■ Input material:
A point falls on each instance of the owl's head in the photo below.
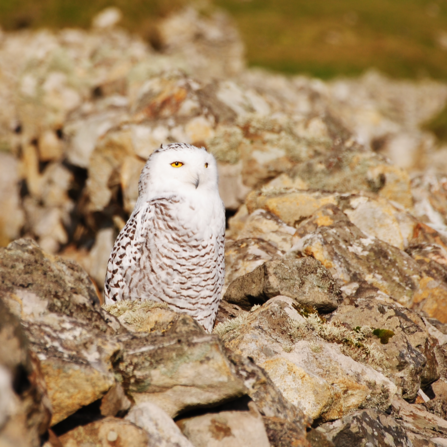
(178, 168)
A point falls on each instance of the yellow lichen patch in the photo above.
(311, 392)
(432, 299)
(141, 316)
(323, 221)
(347, 395)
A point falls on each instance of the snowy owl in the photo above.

■ Request: Please present the items above as a Markdown table with columns headed "No." and "Text," one row per line, numbered in order. Leave out blank lines and pictures.

■ Written response:
| No. | Text |
|---|---|
| 1 | A point falls on each instance of the owl's head in the photo below. |
| 2 | (178, 168) |
| 3 | A point falls on each instance of the yellow lichen patch in the photo above. |
| 4 | (311, 392) |
| 5 | (432, 299) |
| 6 | (141, 316) |
| 7 | (323, 221) |
| 8 | (347, 395) |
| 9 | A point falls on each instance of the snowy owl in the photo above. |